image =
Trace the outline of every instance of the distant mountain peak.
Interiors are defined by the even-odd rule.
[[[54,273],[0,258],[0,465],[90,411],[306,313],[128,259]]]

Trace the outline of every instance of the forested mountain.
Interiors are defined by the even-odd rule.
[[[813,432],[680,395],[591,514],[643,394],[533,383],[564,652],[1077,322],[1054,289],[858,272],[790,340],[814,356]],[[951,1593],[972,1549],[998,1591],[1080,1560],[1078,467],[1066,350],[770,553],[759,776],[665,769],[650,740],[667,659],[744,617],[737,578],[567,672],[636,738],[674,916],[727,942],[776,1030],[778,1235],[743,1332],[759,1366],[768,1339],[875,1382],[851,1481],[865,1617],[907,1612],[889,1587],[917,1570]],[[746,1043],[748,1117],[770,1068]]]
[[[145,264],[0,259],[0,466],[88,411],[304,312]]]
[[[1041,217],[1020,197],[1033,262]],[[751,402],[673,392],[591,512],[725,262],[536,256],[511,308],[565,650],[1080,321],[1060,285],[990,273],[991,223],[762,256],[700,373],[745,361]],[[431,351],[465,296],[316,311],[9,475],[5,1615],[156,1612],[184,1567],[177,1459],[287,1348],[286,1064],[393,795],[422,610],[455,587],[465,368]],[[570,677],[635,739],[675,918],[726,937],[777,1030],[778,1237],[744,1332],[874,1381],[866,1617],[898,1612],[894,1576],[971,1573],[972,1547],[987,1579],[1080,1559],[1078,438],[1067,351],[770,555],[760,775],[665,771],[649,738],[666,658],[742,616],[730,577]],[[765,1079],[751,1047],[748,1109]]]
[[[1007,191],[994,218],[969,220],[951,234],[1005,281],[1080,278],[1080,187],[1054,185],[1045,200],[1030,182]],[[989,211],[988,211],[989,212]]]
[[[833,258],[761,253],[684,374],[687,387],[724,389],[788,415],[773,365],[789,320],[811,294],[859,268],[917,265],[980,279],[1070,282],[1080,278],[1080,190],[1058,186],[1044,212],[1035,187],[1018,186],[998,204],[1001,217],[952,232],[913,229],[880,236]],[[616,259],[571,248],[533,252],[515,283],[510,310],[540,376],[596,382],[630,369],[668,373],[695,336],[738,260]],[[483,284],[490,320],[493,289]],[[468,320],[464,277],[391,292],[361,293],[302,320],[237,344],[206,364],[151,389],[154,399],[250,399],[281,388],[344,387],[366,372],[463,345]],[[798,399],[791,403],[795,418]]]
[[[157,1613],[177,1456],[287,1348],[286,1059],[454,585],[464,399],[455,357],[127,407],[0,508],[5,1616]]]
※ ※ ※
> **Work order**: Go through the entries and restate each one exactly.

> **Solved exercise**:
image =
Trace the outline of every instance of the distant mountain peak.
Interiors are defined by the even-odd rule.
[[[54,273],[0,258],[0,465],[90,411],[306,313],[128,259]]]

Trace the outline of every instance of the forested mountain.
Interiors are defined by the even-odd rule.
[[[813,432],[680,395],[591,514],[643,394],[533,383],[564,652],[1077,322],[1054,289],[858,272],[790,340],[814,356]],[[951,1593],[972,1549],[998,1591],[1080,1560],[1078,467],[1066,350],[770,553],[759,776],[665,769],[650,740],[667,659],[744,617],[737,578],[567,672],[636,738],[674,916],[727,942],[776,1030],[778,1235],[743,1332],[759,1366],[768,1339],[875,1382],[851,1481],[865,1617],[907,1612],[889,1587],[917,1570]],[[746,1043],[748,1117],[770,1068]]]
[[[145,264],[0,259],[0,466],[88,411],[304,312]]]
[[[1041,217],[1020,197],[1033,262]],[[751,402],[673,392],[591,512],[725,262],[536,256],[511,308],[565,650],[1080,321],[1060,285],[990,273],[991,223],[762,256],[700,373],[745,361]],[[431,351],[465,296],[316,311],[9,475],[5,1615],[156,1612],[184,1567],[177,1459],[287,1348],[286,1064],[393,795],[422,610],[455,587],[465,368]],[[570,677],[635,739],[675,918],[726,937],[777,1030],[778,1237],[744,1332],[874,1381],[866,1617],[898,1612],[894,1576],[971,1573],[972,1547],[987,1579],[1080,1559],[1078,438],[1067,351],[770,555],[760,775],[665,771],[649,738],[666,658],[742,616],[730,577]],[[765,1079],[751,1047],[748,1109]]]
[[[1007,191],[994,218],[969,220],[951,234],[1005,281],[1080,278],[1080,187],[1054,185],[1045,200],[1030,182]],[[989,211],[988,211],[989,212]]]
[[[833,258],[761,253],[684,374],[687,387],[724,389],[788,415],[773,365],[789,320],[811,294],[859,268],[917,265],[980,279],[1070,282],[1080,278],[1080,190],[1058,186],[1044,212],[1035,187],[1018,186],[998,204],[1001,217],[952,232],[913,229],[880,236]],[[616,259],[571,248],[533,252],[515,283],[510,310],[540,376],[596,382],[630,369],[668,373],[695,336],[738,260]],[[483,284],[490,320],[493,289]],[[468,320],[464,277],[391,292],[361,293],[302,320],[237,344],[206,364],[151,389],[154,399],[250,399],[281,388],[344,387],[366,372],[463,345]],[[798,399],[791,403],[795,418]]]
[[[157,1613],[177,1456],[287,1348],[286,1059],[454,585],[464,399],[455,357],[127,407],[0,508],[5,1616]]]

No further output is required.